(Referring expression pointing data)
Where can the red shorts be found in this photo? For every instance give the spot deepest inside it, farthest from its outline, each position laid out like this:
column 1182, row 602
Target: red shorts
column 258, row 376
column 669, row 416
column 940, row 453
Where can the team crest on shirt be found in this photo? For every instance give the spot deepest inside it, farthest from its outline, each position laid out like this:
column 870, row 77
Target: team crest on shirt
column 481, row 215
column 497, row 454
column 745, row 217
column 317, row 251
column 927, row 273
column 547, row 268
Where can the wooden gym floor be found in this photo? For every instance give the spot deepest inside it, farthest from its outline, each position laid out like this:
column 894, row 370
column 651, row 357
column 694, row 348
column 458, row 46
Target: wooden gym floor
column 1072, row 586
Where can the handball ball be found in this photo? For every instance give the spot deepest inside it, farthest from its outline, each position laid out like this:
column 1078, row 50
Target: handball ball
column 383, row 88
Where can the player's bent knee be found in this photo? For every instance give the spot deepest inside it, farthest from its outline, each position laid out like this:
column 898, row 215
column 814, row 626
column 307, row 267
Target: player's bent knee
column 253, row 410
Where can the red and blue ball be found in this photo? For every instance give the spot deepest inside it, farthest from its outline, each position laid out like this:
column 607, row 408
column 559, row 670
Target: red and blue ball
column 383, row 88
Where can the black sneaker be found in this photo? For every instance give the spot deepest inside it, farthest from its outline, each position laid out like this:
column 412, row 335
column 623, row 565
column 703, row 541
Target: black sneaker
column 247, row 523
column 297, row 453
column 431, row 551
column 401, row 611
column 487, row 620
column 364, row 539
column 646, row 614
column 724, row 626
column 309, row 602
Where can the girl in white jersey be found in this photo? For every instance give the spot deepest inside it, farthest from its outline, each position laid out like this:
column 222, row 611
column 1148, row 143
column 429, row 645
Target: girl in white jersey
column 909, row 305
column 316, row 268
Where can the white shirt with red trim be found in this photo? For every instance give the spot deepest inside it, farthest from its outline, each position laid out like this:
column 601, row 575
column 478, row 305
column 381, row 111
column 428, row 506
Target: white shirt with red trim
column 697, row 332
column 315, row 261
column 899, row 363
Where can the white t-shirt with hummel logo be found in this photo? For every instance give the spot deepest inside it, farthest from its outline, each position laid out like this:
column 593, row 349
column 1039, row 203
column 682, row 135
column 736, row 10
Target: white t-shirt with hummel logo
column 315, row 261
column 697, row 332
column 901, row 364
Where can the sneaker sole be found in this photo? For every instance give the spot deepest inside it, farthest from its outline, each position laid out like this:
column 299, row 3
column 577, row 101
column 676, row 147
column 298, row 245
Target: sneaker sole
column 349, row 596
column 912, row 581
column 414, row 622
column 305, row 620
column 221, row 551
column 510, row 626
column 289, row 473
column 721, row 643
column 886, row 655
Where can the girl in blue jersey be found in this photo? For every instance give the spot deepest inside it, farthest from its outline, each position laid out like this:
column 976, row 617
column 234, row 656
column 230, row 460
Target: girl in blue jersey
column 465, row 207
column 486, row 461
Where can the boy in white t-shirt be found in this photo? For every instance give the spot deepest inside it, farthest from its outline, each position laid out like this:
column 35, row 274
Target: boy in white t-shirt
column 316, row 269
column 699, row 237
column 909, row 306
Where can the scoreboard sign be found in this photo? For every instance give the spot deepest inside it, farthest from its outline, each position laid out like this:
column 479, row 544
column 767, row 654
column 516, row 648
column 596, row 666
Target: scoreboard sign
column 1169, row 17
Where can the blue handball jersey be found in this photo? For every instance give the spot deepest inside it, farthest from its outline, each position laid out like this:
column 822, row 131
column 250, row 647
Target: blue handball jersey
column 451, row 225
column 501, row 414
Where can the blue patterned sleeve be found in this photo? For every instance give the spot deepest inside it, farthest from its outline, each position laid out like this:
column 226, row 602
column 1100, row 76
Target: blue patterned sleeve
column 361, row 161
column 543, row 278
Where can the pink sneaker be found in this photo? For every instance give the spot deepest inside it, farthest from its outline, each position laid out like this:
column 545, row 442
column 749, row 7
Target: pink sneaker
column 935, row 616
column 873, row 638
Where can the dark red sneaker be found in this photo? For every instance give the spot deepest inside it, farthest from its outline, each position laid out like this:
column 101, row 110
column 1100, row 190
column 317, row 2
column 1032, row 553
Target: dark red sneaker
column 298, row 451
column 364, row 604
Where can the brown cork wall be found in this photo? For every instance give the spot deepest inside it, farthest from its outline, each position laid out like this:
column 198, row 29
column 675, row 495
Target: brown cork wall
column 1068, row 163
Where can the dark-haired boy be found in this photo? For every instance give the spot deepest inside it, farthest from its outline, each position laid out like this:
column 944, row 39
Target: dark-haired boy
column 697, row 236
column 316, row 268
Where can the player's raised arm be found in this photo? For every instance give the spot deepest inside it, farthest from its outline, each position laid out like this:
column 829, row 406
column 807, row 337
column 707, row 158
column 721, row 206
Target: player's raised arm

Work request: If a line above includes the string "raised", pick it out.

Answer box:
Where can the player's raised arm be found in this photo? For every instance give the spot deepest inside it, farthest from its outline, each position laid out like this:
Target: player's raised arm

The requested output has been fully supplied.